Exercises:
#1 From the post on two books, quote the passage that begins at the words "I will say, there's" and stops after "only one bed.".
#2 In the post on two books, list every behavior that McCurdy's mom used the cancer to explain.

Selected excerpt:
[Start of Attachment]
Two Terrific Books
Hey folks, I'm adding in a monthly piece on two books I wanted to highlight. Likely these books will also appear in my quarterly reading roundup, but the thing is sometimes I want to talk a little longer about a book, and sometimes all I have to say is, it was great go read it.
I may get a little spoilery in these posts so if you don't want too much info - here are the two books, you can go forth and come back later - After Hours on Milagro Street and I'm Glad My Mom Died.
So, full disclosure, I know the author of this first one, so I am predisposed to like her stuff. But I read Angelina M. Lopez's After Hours on Milagro Street and was really fascinated. First, both characters are holding on to some stuff, and have chosen very different life strategies to handle it. They meet, bang, and then fairly quickly butt heads. He lives over the family bar she has come back to town to save. He's a white East Coaster who has adopted her town, a history professor, who loves the less well-known history of Mexican Americans that her town, and her family represent. She has been making her name as a Chicago bartender. And now has big ideas for how to make this bar something that would appeal to people from cities and even the nearby college.
I will say, there's a lot of people being irritable with each other and not bothering to explain why, and I do think all the pieces do get unveiled in ways that make everything that came before make even more sense, but that is very much a your mileage may vary on that scenario. There's also a bit of lost treasure hunting and a cranky ghost. And at one point there is only one bed.
While I am older than the target age for "iCarly" I did watch it, and have even watched some of the reboot. I of course had noticed that Sam was not in the reboot, had found interviews with both Jennette McCurdy and other cast members saying that no hard feelings, but she wasn't sure about acting these days. The title of this book, I'm Glad My Mom Died, is dramatic and eye catching for sure, but I think it's also very wise. The book starts of explaining how McCurdy's mom had stage 4 breast cancer when she was two, how she had made a video for her kids in case she died, and then she didn't. But they all gathered around and watched this video every Sunday after church. McCurdy wished on every birthday candle that her mom would survive. Her mom brought up the cancer to explain her need to park places she shouldn't, sit in on McCurdy's dance classes, help her shower even when McCurdy was a teen. Her mom's brush with death was a constant presence in her life, up until the cancer re-occurred.
[End of Attachment]
Given information:
[Start of Attachment]
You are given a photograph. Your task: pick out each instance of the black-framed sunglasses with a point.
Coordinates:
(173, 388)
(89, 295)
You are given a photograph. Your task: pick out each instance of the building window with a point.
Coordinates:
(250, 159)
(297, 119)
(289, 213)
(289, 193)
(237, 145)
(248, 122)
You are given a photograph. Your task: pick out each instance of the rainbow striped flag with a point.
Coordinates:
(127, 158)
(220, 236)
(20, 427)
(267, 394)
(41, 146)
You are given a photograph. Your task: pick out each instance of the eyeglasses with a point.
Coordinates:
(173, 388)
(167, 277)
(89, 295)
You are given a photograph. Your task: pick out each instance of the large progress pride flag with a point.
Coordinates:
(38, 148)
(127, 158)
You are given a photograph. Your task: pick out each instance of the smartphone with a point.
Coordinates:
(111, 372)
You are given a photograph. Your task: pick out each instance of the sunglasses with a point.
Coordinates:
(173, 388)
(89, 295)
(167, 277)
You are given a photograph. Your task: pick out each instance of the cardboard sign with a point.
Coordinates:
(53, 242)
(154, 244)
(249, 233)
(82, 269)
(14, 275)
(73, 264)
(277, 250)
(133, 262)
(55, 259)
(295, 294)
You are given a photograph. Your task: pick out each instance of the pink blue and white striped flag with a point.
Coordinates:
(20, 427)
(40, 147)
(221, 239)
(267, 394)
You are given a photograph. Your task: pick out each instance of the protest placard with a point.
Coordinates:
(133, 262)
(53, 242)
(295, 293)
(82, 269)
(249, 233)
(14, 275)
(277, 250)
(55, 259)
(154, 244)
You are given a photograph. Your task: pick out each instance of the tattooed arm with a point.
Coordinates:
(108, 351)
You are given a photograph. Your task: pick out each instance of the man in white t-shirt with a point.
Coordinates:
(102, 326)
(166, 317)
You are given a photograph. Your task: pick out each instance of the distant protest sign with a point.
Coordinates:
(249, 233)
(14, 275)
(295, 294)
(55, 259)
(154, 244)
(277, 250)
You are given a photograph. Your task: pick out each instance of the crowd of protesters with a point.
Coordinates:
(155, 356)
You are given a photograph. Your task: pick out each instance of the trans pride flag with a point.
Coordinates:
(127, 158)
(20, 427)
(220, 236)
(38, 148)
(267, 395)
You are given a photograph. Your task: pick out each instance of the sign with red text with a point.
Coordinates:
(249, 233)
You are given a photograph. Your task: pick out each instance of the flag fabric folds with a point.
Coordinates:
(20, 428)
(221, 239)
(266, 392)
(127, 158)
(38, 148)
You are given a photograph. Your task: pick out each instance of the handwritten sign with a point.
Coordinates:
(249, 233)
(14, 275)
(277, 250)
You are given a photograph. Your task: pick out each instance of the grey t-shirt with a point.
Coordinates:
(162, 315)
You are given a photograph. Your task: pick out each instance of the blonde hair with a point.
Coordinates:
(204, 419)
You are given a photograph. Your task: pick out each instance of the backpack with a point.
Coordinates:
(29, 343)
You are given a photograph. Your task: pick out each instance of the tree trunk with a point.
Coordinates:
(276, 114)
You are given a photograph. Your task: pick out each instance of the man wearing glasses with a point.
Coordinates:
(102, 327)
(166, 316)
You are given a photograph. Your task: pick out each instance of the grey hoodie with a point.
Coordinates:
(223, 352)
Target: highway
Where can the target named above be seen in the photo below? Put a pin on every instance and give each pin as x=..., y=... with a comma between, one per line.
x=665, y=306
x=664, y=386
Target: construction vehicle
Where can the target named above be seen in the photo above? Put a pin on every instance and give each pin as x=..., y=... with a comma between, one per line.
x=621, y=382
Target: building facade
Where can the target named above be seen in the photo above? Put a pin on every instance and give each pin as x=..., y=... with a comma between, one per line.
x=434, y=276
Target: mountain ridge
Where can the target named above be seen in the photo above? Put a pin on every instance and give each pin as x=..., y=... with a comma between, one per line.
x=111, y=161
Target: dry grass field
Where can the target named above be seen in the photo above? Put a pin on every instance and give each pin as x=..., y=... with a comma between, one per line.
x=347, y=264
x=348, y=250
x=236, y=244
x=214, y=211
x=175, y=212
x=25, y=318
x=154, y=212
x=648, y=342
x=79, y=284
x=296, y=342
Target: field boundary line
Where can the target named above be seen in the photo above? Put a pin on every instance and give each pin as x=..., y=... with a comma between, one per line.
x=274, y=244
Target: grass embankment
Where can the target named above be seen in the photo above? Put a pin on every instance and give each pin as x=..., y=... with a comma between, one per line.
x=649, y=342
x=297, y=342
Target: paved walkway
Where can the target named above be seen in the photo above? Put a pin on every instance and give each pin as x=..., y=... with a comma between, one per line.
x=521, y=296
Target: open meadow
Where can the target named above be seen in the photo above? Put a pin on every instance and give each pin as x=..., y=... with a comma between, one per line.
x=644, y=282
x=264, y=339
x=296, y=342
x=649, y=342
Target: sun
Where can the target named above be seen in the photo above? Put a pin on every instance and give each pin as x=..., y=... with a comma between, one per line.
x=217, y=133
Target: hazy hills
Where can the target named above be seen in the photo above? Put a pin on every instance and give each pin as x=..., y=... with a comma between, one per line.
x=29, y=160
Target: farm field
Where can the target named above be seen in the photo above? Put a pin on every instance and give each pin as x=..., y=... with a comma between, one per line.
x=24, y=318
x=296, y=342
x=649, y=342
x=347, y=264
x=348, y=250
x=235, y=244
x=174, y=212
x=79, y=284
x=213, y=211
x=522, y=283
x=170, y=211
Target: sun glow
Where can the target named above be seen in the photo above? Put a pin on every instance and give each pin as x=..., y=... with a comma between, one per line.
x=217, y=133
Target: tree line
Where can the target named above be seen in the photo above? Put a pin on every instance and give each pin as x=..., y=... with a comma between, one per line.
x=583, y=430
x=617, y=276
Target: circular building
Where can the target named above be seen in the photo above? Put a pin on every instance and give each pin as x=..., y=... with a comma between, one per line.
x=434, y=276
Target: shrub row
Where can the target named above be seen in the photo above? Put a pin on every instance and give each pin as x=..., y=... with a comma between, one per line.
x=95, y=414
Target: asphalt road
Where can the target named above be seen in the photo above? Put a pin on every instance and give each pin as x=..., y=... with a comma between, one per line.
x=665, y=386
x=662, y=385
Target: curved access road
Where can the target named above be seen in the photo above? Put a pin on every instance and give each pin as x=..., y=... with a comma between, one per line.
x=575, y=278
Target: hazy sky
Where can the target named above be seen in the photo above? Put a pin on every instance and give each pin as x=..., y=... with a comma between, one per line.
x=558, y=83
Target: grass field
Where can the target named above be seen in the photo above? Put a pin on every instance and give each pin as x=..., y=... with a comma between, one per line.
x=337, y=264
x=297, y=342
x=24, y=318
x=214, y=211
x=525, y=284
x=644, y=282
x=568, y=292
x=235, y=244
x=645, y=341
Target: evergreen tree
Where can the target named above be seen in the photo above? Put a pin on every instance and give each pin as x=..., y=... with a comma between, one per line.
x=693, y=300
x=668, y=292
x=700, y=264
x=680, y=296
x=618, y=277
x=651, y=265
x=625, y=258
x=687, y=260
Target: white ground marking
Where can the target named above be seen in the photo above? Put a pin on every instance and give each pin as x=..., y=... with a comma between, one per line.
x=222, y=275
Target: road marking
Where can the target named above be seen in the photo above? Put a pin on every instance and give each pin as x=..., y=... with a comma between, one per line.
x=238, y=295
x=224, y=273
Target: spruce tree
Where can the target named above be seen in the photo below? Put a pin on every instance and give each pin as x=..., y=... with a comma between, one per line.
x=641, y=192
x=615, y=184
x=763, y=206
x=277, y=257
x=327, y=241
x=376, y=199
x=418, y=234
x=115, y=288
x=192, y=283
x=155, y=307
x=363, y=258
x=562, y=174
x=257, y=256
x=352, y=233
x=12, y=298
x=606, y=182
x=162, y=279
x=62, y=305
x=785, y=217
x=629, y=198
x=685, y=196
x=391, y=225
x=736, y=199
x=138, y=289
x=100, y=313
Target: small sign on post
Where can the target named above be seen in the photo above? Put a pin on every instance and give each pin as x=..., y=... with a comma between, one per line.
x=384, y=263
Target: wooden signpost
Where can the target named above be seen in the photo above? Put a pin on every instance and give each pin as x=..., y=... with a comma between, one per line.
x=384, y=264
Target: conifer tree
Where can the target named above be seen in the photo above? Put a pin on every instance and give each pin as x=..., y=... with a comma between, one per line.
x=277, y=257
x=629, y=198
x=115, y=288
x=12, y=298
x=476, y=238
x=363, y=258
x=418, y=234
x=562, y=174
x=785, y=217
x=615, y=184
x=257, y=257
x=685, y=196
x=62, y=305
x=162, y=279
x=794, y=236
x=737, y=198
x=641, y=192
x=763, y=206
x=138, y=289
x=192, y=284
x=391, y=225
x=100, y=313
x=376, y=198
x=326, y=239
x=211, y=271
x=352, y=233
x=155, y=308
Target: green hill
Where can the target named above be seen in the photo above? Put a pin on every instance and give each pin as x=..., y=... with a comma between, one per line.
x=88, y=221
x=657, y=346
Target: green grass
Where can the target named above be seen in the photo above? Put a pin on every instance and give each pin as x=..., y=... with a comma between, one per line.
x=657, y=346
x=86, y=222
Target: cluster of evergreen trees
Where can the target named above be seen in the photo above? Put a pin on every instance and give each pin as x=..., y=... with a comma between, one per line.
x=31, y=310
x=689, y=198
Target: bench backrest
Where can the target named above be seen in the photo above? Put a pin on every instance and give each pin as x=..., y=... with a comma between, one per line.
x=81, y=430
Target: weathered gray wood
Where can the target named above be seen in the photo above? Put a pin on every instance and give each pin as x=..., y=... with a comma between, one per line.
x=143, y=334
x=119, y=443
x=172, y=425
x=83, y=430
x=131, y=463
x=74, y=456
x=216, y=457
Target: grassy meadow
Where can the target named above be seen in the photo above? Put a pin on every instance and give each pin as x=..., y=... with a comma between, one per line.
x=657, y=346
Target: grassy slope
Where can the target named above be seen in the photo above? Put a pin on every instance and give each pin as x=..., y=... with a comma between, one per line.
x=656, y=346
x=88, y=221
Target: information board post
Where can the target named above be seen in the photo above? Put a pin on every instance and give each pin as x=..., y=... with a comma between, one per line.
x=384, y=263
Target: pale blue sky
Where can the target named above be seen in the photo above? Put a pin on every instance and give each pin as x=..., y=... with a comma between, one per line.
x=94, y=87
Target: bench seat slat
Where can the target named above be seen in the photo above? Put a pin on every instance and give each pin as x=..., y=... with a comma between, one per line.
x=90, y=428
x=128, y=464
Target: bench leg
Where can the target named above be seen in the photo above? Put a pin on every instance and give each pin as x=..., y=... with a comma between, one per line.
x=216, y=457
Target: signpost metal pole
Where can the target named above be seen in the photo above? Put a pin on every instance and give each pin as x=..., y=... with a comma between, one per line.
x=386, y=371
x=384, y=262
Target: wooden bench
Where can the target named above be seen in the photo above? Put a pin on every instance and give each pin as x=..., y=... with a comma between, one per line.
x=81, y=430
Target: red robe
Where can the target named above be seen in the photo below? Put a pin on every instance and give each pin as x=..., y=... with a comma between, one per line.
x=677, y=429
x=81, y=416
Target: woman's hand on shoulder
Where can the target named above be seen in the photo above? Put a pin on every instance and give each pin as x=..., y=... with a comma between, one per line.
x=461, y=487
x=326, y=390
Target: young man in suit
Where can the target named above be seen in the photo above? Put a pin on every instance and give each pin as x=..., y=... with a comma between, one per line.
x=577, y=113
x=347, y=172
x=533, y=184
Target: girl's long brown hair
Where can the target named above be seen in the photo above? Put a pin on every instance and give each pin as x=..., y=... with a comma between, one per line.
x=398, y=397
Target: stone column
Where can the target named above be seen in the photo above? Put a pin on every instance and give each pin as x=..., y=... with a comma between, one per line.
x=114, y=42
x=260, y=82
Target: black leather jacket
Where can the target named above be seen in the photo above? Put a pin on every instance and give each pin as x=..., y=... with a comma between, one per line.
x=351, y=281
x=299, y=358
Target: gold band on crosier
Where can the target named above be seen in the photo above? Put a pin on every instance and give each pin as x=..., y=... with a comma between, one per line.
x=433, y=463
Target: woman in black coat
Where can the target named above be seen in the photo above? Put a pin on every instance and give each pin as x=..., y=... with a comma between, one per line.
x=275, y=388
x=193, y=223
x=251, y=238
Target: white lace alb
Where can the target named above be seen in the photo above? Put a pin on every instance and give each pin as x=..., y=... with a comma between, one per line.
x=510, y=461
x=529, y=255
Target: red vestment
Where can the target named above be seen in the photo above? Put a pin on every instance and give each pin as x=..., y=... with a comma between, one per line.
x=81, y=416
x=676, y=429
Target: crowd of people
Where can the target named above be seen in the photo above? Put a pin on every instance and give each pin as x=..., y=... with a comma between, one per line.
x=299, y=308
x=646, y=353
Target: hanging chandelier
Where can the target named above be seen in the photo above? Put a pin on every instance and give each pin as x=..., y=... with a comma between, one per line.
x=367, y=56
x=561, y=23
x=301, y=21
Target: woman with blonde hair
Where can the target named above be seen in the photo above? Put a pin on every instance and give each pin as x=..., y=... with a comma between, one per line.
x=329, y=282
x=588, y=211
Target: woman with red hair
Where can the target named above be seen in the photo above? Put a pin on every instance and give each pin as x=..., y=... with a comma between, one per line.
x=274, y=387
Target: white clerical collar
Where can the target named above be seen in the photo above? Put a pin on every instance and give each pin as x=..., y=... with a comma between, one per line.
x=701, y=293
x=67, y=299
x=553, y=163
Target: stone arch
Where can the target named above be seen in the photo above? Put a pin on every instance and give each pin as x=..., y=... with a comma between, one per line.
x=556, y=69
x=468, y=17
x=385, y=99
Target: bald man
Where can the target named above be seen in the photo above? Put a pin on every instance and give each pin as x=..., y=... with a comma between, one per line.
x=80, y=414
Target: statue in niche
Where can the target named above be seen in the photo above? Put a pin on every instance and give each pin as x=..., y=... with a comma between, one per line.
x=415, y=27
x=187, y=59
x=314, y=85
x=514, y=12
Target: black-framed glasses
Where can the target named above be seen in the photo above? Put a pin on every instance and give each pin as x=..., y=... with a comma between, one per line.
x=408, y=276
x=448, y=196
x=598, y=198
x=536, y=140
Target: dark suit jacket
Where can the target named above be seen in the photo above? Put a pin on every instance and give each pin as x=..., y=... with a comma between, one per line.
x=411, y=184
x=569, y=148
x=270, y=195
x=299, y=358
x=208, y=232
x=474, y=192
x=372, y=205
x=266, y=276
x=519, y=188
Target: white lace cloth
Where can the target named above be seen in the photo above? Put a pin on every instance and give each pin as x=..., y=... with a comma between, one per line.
[End of Attachment]
Responses:
#1
I will say, there's a lot of people being irritable with each other and not bothering to explain why, and I do think all the pieces do get unveiled in ways that make everything that came before make even more sense, but that is very much a your mileage may vary on that scenario. There's also a bit of lost treasure hunting and a cranky ghost. And at one point there is only one bed.

#2
- Parking in places she shouldn't
- Sitting in on McCurdy's dance classes
- Helping McCurdy shower, even when McCurdy was a teen